__Problem to solve__. Transcribe the listing in full. Keep every line exactly as it stands.

__Material shown__.

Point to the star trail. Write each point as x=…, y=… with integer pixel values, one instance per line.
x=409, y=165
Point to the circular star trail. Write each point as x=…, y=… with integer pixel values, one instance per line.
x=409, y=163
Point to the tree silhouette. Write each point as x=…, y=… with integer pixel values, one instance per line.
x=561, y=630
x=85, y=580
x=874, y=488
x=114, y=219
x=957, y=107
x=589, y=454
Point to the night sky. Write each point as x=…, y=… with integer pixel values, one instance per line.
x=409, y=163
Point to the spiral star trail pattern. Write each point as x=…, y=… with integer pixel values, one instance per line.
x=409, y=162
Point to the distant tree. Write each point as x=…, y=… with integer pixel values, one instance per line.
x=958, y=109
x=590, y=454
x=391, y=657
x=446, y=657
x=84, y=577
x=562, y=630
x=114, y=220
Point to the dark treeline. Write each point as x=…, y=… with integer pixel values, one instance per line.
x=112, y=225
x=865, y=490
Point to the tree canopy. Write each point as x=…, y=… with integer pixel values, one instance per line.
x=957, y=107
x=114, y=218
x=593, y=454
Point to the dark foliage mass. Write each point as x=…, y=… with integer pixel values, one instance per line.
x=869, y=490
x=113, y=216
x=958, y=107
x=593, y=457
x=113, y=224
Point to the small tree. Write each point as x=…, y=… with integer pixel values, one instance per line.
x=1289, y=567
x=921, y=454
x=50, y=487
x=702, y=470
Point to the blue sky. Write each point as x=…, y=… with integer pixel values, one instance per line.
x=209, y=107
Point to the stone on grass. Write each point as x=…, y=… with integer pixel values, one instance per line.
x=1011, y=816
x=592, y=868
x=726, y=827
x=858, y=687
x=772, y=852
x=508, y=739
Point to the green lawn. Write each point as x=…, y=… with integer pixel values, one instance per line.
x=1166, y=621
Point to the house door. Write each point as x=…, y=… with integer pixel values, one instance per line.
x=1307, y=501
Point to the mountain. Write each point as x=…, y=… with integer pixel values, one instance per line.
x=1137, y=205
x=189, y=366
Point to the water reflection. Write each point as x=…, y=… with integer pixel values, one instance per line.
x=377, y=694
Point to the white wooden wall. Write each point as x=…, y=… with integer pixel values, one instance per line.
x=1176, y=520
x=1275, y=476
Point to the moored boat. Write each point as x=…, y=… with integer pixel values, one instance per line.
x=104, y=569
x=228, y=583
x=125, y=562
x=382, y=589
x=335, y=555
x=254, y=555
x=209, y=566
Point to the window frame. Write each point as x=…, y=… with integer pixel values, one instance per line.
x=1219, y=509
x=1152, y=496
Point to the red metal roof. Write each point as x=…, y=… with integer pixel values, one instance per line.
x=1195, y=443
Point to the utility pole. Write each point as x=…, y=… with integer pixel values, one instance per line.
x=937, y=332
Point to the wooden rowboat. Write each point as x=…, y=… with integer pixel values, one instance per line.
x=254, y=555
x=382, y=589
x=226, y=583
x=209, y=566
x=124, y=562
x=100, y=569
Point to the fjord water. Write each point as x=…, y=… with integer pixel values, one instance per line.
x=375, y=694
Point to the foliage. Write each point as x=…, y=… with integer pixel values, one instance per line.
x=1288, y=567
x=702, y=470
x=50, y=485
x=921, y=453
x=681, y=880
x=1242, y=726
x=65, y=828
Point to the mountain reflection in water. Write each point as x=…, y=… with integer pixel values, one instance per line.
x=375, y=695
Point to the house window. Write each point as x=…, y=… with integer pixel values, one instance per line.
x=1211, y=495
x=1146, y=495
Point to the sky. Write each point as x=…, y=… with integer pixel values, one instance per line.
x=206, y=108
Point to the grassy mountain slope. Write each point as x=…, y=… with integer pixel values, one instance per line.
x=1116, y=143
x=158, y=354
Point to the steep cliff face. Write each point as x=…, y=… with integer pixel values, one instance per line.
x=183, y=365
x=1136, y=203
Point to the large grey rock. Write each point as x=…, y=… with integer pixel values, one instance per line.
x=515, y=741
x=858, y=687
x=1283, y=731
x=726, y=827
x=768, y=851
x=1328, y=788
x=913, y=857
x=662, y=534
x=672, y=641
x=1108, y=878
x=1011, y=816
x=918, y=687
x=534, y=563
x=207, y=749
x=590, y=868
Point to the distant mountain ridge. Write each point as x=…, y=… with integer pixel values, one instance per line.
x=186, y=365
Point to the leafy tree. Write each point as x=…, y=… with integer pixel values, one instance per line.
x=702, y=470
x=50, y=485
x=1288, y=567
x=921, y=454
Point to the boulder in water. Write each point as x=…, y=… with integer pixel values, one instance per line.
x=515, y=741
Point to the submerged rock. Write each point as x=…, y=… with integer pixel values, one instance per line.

__Completed exercise__.
Point to the star trail. Write each point as x=…, y=… with integer pixel values, one instance per line.
x=409, y=165
Point to the circular star trail. Write each point as x=…, y=… with integer pixel values, one instance per line.
x=409, y=163
Point to the tree silhouette. Write each point as x=…, y=… with integer pixel values, one instance per line.
x=561, y=630
x=85, y=580
x=874, y=488
x=114, y=219
x=957, y=107
x=589, y=454
Point to the night sky. Write each point as x=…, y=… with integer pixel values, one instance per line.
x=409, y=163
Point to the spiral star trail pattern. Write each point as x=…, y=… with integer pixel values, one instance per line.
x=409, y=162
Point to the distant tree. Write each point as x=…, y=… with integer pixel values, one instance per line.
x=958, y=109
x=590, y=454
x=391, y=657
x=446, y=657
x=84, y=577
x=562, y=630
x=114, y=220
Point to the dark treeline. Write each point as x=…, y=… with integer pixel values, one instance per line.
x=112, y=225
x=865, y=490
Point to the tree canopy. Write each point as x=…, y=… with integer pixel values, one instance per line.
x=957, y=107
x=114, y=218
x=593, y=454
Point to the dark foliage mass. Write each point as x=…, y=… with integer pixel values, one instance per line.
x=869, y=490
x=113, y=216
x=958, y=107
x=593, y=457
x=113, y=224
Point to the small tree. Write each point as x=…, y=… with integer pixel values, one instance per line.
x=1289, y=567
x=921, y=454
x=50, y=487
x=702, y=470
Point to the blue sky. Write each point as x=…, y=… with integer pixel values, one instance per line.
x=209, y=107
Point to the stone on grass. Write each point as x=…, y=… with integer pixel values, one instance per line.
x=1011, y=816
x=592, y=868
x=726, y=827
x=858, y=687
x=772, y=852
x=508, y=739
Point to the green lawn. Write each point as x=…, y=… with integer pixel values, one instance per line.
x=1166, y=621
Point to the house door. Write each point as x=…, y=… with integer pixel values, one instance per line.
x=1307, y=501
Point to the mountain. Write each point as x=…, y=… with integer pixel values, one instance per line.
x=1137, y=205
x=189, y=366
Point to the water reflection. Write each point as x=…, y=… with integer pixel values, one instance per line.
x=377, y=694
Point to the white wooden wall. Write each point as x=…, y=… with integer pixel values, one instance per line.
x=1176, y=520
x=1275, y=476
Point to the moored boat. Write each point as x=…, y=… with integer pixel values, one instance per line.
x=104, y=569
x=228, y=583
x=125, y=562
x=382, y=589
x=335, y=555
x=254, y=555
x=209, y=566
Point to the window frame. Write each point as x=…, y=… with integer pixel values, one instance per line.
x=1219, y=509
x=1152, y=496
Point to the red metal roof. Write each point as x=…, y=… with integer pixel values, one instance per line.
x=1195, y=443
Point to the utility pole. Write each point as x=…, y=… with integer pixel values, one instance per line.
x=937, y=332
Point to the wooden rowboat. Write each point as x=…, y=… with integer pixel values, one instance per line.
x=254, y=555
x=382, y=589
x=226, y=583
x=209, y=566
x=124, y=562
x=100, y=569
Point to the fjord water. Write each point as x=…, y=… with integer pixel values, one instance per line.
x=375, y=694
Point to the foliage. Write each point as x=…, y=… with integer pixel values, one instance per line.
x=1288, y=567
x=702, y=470
x=50, y=485
x=921, y=453
x=681, y=880
x=1242, y=726
x=65, y=828
Point to the mountain reflection in water. Write each point as x=…, y=… with integer pixel values, one instance per line.
x=375, y=695
Point to the house window. Write each point as x=…, y=… with integer pixel values, one instance per line.
x=1211, y=495
x=1146, y=495
Point to the sky. Write each point as x=…, y=… with integer pixel values, one instance per line.
x=206, y=108
Point to the grassy mountain slope. Write each point as x=…, y=… with integer pixel values, one instance per line.
x=1116, y=143
x=158, y=354
Point to the steep cliff face. Write each point as x=…, y=… with integer pixel values, one instance per line.
x=183, y=365
x=1136, y=203
Point to the large grey rock. Write each point as x=…, y=… with integer pixel values, one instance per line.
x=515, y=741
x=858, y=687
x=1283, y=731
x=726, y=827
x=768, y=851
x=1328, y=788
x=913, y=857
x=662, y=534
x=672, y=641
x=1108, y=878
x=1011, y=816
x=918, y=687
x=534, y=563
x=207, y=749
x=590, y=868
Point to the distant mountain ridge. Write each point as x=…, y=… with integer pixel values, one instance per line.
x=186, y=365
Point to the leafy tree. Write each point as x=…, y=… with integer pixel values, one instance per line.
x=702, y=470
x=50, y=485
x=1288, y=567
x=921, y=454
Point to the boulder in water. Write each point as x=…, y=… with integer pixel values, one instance per line.
x=515, y=741
Point to the submerged rock. Write each point as x=…, y=… with integer pixel values, one instance per line.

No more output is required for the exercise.